-- What the task asks --
Using the data below, copy every line that contains the word "iridescent".

━━━━━━

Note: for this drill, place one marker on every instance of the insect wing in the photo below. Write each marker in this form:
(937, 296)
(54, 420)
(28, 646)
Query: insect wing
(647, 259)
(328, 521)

━━━━━━

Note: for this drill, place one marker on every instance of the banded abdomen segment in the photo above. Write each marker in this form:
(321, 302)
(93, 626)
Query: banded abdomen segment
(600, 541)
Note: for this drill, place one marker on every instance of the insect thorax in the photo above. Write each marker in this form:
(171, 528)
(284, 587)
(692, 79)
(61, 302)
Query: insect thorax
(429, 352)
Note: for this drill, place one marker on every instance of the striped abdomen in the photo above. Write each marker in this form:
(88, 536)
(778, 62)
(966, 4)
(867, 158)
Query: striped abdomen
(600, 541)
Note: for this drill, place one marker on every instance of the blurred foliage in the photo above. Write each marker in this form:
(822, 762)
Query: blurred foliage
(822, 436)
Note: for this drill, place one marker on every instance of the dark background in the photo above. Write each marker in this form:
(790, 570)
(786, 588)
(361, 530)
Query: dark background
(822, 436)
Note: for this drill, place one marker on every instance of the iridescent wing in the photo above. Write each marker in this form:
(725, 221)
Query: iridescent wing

━━━━━━

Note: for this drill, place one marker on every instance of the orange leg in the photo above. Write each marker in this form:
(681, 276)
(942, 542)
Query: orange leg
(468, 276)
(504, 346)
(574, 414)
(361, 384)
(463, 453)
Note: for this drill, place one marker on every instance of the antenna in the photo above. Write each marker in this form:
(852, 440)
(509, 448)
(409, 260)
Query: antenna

━━━━━━

-- Output below --
Note: for this drill, place one marker on every instance of the iridescent wing in the photo above. Write each marker in this form:
Query: iridescent wing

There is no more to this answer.